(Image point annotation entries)
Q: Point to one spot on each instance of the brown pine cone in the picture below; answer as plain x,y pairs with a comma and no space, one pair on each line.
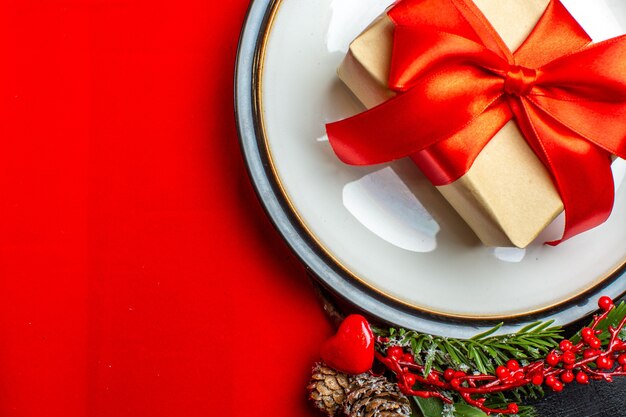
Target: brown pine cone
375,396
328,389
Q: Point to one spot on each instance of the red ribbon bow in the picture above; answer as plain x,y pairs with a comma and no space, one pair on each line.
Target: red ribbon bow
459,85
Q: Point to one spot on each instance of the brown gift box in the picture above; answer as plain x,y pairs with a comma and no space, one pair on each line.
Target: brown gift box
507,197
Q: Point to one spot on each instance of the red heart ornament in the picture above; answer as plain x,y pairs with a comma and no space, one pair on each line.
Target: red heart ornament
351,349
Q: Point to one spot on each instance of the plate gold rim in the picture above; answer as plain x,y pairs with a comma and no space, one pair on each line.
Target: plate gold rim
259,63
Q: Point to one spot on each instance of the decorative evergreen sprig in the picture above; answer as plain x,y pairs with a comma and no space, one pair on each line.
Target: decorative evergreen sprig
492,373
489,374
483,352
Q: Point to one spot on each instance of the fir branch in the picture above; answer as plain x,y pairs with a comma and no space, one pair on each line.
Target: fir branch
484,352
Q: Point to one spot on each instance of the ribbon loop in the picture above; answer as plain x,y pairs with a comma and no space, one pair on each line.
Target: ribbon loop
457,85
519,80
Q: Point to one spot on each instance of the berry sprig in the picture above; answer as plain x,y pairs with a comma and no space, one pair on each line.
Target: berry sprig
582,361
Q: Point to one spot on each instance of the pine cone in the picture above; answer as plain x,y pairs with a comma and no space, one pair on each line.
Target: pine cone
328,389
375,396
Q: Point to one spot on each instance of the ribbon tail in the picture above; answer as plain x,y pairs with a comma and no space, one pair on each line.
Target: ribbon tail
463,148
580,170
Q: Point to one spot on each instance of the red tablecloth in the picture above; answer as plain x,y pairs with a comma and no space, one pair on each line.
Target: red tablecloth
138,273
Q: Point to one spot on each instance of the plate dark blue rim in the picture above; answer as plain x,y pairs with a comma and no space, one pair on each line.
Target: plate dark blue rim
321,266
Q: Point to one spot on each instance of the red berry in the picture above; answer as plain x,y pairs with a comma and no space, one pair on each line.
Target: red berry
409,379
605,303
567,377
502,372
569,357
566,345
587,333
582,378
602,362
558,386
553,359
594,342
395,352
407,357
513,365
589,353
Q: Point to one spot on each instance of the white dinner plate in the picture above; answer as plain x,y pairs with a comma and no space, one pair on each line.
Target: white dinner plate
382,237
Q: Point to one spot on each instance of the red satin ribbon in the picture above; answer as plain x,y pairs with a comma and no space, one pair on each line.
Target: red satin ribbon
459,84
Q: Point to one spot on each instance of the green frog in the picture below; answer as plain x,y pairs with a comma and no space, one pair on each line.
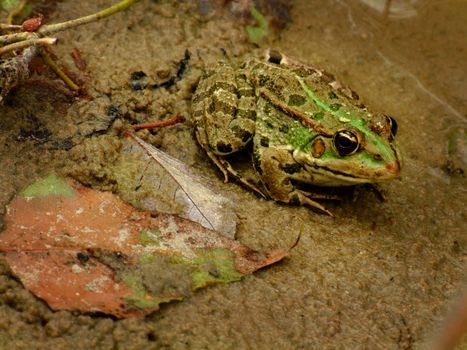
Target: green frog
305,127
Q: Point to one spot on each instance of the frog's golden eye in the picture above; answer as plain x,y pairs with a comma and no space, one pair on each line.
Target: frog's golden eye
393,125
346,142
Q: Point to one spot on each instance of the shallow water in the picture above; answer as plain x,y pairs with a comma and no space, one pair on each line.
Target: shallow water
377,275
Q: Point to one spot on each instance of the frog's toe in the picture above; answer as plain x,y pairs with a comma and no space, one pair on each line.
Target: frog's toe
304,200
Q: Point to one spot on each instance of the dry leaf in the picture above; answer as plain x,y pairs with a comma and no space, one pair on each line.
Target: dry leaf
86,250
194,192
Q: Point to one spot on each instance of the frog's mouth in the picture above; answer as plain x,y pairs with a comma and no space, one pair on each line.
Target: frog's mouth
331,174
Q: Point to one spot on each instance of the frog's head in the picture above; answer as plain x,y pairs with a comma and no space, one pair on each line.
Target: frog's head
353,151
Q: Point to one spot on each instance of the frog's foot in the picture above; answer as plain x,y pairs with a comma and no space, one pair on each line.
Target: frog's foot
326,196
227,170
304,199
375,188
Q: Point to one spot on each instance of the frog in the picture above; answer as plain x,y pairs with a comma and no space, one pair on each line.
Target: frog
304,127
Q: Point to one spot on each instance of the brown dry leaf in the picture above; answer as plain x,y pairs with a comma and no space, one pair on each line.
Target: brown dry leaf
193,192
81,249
==
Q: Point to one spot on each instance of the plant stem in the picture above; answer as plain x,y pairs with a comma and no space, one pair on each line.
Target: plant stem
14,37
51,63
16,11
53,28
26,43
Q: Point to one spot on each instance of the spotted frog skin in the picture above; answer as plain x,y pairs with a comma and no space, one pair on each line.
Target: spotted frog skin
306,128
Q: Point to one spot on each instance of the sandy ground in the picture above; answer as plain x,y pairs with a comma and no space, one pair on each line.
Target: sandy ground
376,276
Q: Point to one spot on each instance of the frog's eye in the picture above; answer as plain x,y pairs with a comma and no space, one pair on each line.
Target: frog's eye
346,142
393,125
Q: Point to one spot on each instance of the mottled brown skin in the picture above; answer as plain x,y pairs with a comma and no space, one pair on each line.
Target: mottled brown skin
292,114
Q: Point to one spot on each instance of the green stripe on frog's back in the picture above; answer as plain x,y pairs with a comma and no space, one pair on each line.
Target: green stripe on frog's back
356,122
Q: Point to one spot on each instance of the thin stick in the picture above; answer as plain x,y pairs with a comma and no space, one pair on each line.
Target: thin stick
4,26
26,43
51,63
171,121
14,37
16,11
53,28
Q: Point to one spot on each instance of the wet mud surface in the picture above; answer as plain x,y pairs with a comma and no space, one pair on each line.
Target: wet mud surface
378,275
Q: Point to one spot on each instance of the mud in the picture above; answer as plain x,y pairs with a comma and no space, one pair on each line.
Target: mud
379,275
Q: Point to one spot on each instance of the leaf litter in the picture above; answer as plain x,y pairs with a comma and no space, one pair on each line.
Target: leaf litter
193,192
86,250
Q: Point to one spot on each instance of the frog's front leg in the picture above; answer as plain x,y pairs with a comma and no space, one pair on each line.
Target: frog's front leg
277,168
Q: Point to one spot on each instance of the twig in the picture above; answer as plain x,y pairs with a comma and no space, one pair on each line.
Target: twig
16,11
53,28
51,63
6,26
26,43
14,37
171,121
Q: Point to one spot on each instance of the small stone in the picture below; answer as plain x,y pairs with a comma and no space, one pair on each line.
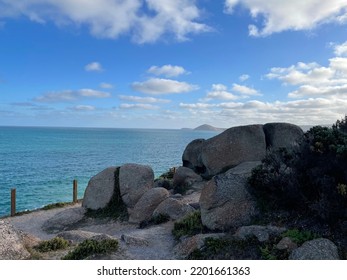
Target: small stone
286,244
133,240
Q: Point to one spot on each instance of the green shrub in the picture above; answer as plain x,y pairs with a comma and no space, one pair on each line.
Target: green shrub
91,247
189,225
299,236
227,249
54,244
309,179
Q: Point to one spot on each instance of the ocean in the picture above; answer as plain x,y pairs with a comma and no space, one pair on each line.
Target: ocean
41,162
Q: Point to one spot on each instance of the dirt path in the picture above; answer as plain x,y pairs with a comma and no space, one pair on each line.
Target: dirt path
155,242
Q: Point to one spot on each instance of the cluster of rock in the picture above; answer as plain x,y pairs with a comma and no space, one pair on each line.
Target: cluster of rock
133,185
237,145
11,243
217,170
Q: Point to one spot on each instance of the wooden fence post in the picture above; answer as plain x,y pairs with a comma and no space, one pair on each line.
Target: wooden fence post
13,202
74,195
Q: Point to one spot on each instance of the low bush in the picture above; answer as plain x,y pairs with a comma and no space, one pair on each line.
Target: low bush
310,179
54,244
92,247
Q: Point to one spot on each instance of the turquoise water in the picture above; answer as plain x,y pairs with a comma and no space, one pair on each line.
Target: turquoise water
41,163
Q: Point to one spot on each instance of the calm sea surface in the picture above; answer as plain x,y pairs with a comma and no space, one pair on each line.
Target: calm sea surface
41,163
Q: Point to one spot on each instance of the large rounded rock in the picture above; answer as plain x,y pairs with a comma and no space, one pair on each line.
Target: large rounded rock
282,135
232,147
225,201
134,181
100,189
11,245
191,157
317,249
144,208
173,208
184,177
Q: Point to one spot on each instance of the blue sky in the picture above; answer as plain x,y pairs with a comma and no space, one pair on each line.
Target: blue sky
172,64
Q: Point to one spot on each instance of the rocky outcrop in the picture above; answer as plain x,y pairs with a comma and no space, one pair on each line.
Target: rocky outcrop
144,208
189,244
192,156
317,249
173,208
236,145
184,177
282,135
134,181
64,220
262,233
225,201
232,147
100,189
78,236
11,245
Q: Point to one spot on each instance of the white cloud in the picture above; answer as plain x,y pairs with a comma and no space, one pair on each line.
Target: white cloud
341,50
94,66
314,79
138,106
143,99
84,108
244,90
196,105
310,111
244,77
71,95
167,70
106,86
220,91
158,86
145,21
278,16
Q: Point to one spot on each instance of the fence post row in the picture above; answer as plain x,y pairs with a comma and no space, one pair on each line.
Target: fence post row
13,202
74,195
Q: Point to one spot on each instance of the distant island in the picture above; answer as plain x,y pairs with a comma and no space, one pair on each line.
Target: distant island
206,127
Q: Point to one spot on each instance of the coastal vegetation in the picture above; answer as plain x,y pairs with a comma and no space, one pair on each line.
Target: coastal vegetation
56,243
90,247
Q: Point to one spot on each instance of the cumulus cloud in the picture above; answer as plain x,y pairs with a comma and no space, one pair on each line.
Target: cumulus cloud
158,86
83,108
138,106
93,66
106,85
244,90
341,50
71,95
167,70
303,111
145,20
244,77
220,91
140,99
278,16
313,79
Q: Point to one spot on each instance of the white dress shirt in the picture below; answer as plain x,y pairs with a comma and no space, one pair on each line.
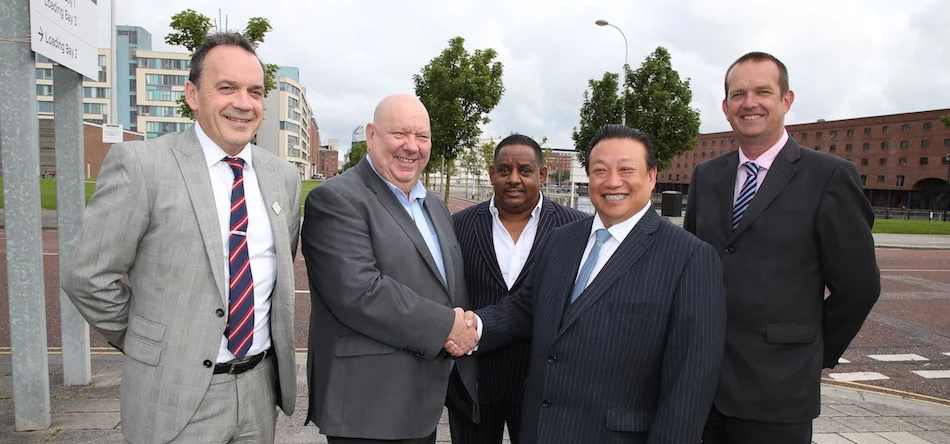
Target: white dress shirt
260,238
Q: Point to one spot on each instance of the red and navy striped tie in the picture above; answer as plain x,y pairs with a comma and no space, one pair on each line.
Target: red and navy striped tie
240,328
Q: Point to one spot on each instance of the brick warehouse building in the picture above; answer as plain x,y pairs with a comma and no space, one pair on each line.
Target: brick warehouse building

(WORK REQUIRED)
Starting at the line that contains "the white dress" and stopping after the line that contains "Target: brick warehouse building", write those lines of the records again with "one spot" replaced by "a single spot" and nothing else changed. Leave the pictures out of your answer.

(TASK SOLUTION)
Q: Point to a single spot on each instance of the white dress shirt in the picture below; answer as plain x,y pairs with a comma and no space, one pair on each line.
Target: white dress shirt
260,238
Q: Point to a single spot on each instance of the red and navy striped tie in the picture above; answer as plain x,y pairs with a comma and no space, one pair on each line.
Target: red and navy striped tie
240,328
Q: Point to a single spot on each instance of the brick warehouse building in the picture above; answer as plain x,y pairs with a comma and no space, one pair on each line.
Target: brick warehouse building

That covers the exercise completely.